Text section =

>>>

Wayman Tisdale, 1964-2009Wayman Tisdale--Olympic gold medalist, College Basketball Hall of Famer, accomplished jazz musician--passed away on Friday. He was a smooth-shooting forward for the Pacers, Kings and Suns who averaged 15.3 ppg and 6.1 rpg in 12 NBA seasons.
I remember Tisdale as a dominant collegiate player at Oklahoma, the first player ever to be selected to the AP All-American First Team as a freshman, sophomore and junior (freshmen did not become eligible for varsity play until the 1972-73 season but this is still--needless to say--a most impressive accomplishment). My most vivid memory of Tisdale is from the 1984 NCAA Tournament, when Oklahoma squared off against the University of Dayton Flyers, my hometown team. The Flyers were led by Roosevelt Chapman, a 6-4 forward from Brooklyn who the public knew as "Velvet" but who I knew as the summer camp counselor who taught me how to properly shoot a layup. Chapman was a very flamboyant player but off of the court he was soft-spoken and did not like to draw attention to himself; I remember when I and other campers implored him to put on a dunking display for us but he sheepishly declined. Chapman is still my favorite college basketball player of all-time and I was so excited when he scored 41 points against the celebrated Tisdale as UD pulled off the huge upset during the middle of one of the best Cinderella runs in NCAA Tournament history. If you would have told me at that time that Chapman would never play in the NBA and that less than 25 years later Tisdale would be dead I would have never believed you; only later did I learn what a "tweener" is--and only later did I learn about suffering and about how even the strongest, proudest and noblest can be cut down in an instant: the longer you live, the more that gets taken away from you (youth, health, hopes/dreams) until only memories remain (and sometimes the ravages of disease rob people of their memories as well).
It is very difficult to understand why life can be so short, so brutal and so cruel. Tisdale was a young man who seemingly had won his battle against cancer, yet now he is gone--and before he died, this great athlete had to endure the suffering of losing one of his legs.

<<<

Stored data =
>>>

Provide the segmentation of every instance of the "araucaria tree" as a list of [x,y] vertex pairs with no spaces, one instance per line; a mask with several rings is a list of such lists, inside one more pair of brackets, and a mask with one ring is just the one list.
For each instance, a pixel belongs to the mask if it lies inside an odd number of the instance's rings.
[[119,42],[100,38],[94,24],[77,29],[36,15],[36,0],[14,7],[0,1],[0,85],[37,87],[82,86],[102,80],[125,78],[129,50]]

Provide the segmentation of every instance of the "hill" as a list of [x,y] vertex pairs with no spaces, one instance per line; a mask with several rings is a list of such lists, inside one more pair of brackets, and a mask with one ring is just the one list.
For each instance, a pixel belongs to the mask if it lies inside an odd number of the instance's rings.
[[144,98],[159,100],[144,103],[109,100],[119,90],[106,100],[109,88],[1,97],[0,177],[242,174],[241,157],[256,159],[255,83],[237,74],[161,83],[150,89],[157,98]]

<<<
>>>

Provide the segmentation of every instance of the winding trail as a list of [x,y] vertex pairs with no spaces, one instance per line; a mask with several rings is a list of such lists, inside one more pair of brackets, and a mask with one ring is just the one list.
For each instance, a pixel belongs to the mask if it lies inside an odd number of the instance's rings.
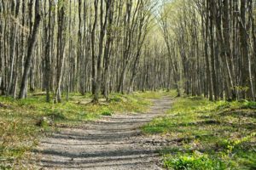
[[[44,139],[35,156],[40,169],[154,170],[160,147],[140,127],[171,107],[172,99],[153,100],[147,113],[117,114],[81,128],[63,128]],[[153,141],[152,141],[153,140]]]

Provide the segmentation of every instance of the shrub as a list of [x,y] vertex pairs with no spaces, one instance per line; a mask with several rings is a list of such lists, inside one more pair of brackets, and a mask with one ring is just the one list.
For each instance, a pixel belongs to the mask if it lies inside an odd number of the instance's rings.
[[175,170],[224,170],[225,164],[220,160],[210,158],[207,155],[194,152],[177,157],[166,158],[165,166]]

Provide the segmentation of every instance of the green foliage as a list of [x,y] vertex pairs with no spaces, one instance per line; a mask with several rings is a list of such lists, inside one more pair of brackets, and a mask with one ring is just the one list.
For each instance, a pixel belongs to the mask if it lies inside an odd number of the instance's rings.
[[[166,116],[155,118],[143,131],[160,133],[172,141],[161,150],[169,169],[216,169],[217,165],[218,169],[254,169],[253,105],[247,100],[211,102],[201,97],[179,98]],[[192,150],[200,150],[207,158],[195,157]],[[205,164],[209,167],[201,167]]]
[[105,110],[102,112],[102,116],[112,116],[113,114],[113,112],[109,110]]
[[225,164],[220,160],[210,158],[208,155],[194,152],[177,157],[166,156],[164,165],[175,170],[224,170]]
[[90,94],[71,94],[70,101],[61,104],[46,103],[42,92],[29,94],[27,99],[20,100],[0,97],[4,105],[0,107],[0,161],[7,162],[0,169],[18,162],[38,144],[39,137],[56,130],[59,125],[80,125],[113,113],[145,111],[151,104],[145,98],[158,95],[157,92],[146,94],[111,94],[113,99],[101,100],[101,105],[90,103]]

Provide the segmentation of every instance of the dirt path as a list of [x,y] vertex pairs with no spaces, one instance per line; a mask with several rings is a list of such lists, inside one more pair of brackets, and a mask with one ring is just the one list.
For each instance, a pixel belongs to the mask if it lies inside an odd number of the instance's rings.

<<<

Problem set =
1. Using the text on Wayman Tisdale, judge whether each statement agrees with it. For each, answer yes or no and quote the deciding words.
(a) Tisdale averaged 15.3 points per game over 12 NBA seasons.
(b) Chapman put on a dunking display when the campers asked him to.
(c) Chapman scored 41 points in the game against Tisdale.
2. From the text on Wayman Tisdale, set down the part that opens with the words "Wayman Tisdale, 1964-2009Wayman" and closes with "12 NBA seasons.".
3. Answer these from the text on Wayman Tisdale.
(a) Which NBA teams did Tisdale play for?
(b) Where was Roosevelt Chapman from?
(c) What did Tisdale lose before he died?

Per-task answers =
1.
(a) Yes: "averaged 15.3 ppg and 6.1 rpg in 12 NBA seasons"
(b) No: "he sheepishly declined"
(c) Yes: "he scored 41 points against the celebrated Tisdale"

2.
Wayman Tisdale, 1964-2009Wayman Tisdale--Olympic gold medalist, College Basketball Hall of Famer, accomplished jazz musician--passed away on Friday. He was a smooth-shooting forward for the Pacers, Kings and Suns who averaged 15.3 ppg and 6.1 rpg in 12 NBA seasons.

3.
(a) The Pacers, Kings and Suns
(b) Brooklyn
(c) One of his legs